- **TO DO**: Every line of the material below must be repeated exactly.

- **RECORDS FOR THE TASK**:

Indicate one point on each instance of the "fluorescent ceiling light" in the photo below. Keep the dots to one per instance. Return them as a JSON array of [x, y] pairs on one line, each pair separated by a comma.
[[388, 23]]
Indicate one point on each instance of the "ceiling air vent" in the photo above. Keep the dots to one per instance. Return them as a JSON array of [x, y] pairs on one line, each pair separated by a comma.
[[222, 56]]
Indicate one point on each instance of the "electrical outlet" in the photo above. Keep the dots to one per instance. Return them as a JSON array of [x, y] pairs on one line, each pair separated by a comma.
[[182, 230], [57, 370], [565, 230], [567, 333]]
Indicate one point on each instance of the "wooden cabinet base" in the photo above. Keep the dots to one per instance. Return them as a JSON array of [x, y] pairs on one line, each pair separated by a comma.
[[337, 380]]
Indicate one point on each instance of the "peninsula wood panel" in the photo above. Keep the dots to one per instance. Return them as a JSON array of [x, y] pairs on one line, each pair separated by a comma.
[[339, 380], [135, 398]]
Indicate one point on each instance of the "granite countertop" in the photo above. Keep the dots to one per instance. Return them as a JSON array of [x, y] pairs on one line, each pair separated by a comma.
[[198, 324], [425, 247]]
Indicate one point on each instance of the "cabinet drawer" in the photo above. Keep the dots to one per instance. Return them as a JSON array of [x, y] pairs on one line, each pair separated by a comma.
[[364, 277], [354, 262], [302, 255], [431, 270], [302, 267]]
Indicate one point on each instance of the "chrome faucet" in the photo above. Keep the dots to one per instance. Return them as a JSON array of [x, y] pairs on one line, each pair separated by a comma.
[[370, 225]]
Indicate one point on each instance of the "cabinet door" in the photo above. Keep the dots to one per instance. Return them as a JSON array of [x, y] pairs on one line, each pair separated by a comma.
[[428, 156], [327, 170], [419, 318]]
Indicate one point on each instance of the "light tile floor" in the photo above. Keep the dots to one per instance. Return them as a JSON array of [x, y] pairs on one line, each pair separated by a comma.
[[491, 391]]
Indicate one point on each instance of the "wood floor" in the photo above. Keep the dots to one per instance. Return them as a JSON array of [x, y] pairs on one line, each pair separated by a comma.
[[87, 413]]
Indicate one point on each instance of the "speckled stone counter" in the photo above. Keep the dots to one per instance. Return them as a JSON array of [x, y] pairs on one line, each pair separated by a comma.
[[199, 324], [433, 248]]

- **WORKED ANSWER**:
Indicate one point on each instance of the "fluorescent ceiling light" in the photo below. Keep the dots to one per instance. Return them as a JSON array of [x, y] pairs on one line, each pair separated by a comma.
[[388, 23]]
Indicate one point on each instance of the "ceiling air vent" in the photo above. Keep the dots to one per instance. Return them as a JSON array of [x, y] pairs on one line, each pair separated by a comma.
[[222, 56]]
Indicate one point on each instance of the "electrical outlet" in the photo above. Keep the dots to one per instance. Return them as a JSON array of [x, y] pairs on one line, each pair separated by a comma.
[[182, 230], [57, 370], [565, 230], [567, 333]]
Indicate one point on each instance of the "wooden cabinet base" in the photo above. Keep the dots to one per instance. Return them as a JSON array of [x, y] pairs on one line, each pair separated by a comma.
[[337, 380]]
Indicate one point on each instance of the "peninsula wood panel" in the photo above. Keep the dots to one per instance. Return them as a JSON array of [x, y] pairs on one line, each pair separated by a comma.
[[339, 380], [135, 398]]
Indicate one point on each instance of the "granite countertop" in the photo above. Keep the dots to one per instance. Return them as a JSON array of [x, y] pairs on one line, each pair separated by a comma.
[[198, 324], [425, 247]]
Indicate one point on each instance of the "cabinet drawer" in the photo above. Keep the dots to one per instance. Return them as a JSON array of [x, y] pairs on one line, each pair separated by a comma.
[[364, 277], [354, 262], [302, 255], [431, 270], [302, 267]]
Indicate one point on each instance of the "chrome faucet" in the photo above. Keep the dots to one per instance. Return them as a JSON array of [x, y] pairs on one line, each pair separated by a comma.
[[370, 225]]
Indicate one point on each instance of the "cabinet door" in the photo above. Keep the dots to one per instance. Return them as a JSON array of [x, y] pairs on one line, each pair separated by a comma.
[[428, 156], [327, 170], [419, 318]]
Indicate one point on each instance of the "light tile floor" in the photo above. Keep the dots to one per instance. Return them as a JSON array of [x, y] pairs on one line, each pair separated by a comma.
[[491, 391]]
Indicate one point on each instance of the "wood floor" in the photo above. Keep the dots to one per instance. Return them as a JSON array of [x, y] pairs on one line, each pair separated by a comma.
[[87, 413]]
Indicate one point on each instance of the "speckled stone counter" in the photo above. Keep the dots to one per instance. Return them as a JSON array of [x, y] pairs on one line, each pair separated by a comma.
[[199, 324], [433, 248]]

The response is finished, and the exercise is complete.